- Page extract -
A Day in the Life
They keep goading me, guiding me—my friends—and I, tied like an ox to the yoke, pull forward this plow of destiny, snorting, fuming, and unable to stop.
For, I sold long ago—and my price is loyalty, and no man like myself can be bought for less. And, I shall tell you what it is like to be schizophrenic, for out of politeness, or courtesy, or both—nobody has asked for my portrayal.
Yet I am the highest of artists, and the scenes I paint with words bathe the mind in balmy, soothing heat—equally cool and furious. What an insult!
Inside my mind is a desolate, war-torn battlefield—demons and dragons shepherding the skies and standing guard over rivers of molten rock.
Each line, each boundary—in question. What am I?—and who am I?—persistent, prodding, and prevalent, to the point of madness.
And for a moment, I am white and blond, raising my right arm—indeed—in salute. Or, I place between a cunt my tongue—and the woman turns to man, and I, to homosexual.
There is no safety in this raging hellscape!—but to stand tall and conquer dragons and demons alike.
Philosophy is a blood sport—not for little children or old men! No, to the fighting youth, does it belong, the gladiator and warrior of the mind, for civilizations rise and fall on the basis of principle alone.
And did the Romans have virtue?—the Greeks, inquiry?—the Americans, liberty?—and the Chinese, fatherhood?
Do you iconoclast tear down the marble temples of another people, another world? Oh, be careful of the ghosts and curses that may land upon your head! The old man, trembling and frail, has lived his life enough—and my like shall take your load off your shoulders.

- Stated task -
Copy out the essay "A Day in the Life" in full, word for word.

- Provided data -
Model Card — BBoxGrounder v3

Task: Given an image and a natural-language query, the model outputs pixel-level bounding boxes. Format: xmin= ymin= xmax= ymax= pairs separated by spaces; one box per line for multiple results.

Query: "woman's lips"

- Output for this exercise -
A Day in the Life
They keep goading me, guiding me—my friends—and I, tied like an ox to the yoke, pull forward this plow of destiny, snorting, fuming, and unable to stop.
For, I sold long ago—and my price is loyalty, and no man like myself can be bought for less. And, I shall tell you what it is like to be schizophrenic, for out of politeness, or courtesy, or both—nobody has asked for my portrayal.
Yet I am the highest of artists, and the scenes I paint with words bathe the mind in balmy, soothing heat—equally cool and furious. What an insult!
Inside my mind is a desolate, war-torn battlefield—demons and dragons shepherding the skies and standing guard over rivers of molten rock.
Each line, each boundary—in question. What am I?—and who am I?—persistent, prodding, and prevalent, to the point of madness.
And for a moment, I am white and blond, raising my right arm—indeed—in salute. Or, I place between a cunt my tongue—and the woman turns to man, and I, to homosexual.
There is no safety in this raging hellscape!—but to stand tall and conquer dragons and demons alike.
Philosophy is a blood sport—not for little children or old men! No, to the fighting youth, does it belong, the gladiator and warrior of the mind, for civilizations rise and fall on the basis of principle alone.
And did the Romans have virtue?—the Greeks, inquiry?—the Americans, liberty?—and the Chinese, fatherhood?
Do you iconoclast tear down the marble temples of another people, another world? Oh, be careful of the ghosts and curses that may land upon your head! The old man, trembling and frail, has lived his life enough—and my like shall take your load off your shoulders.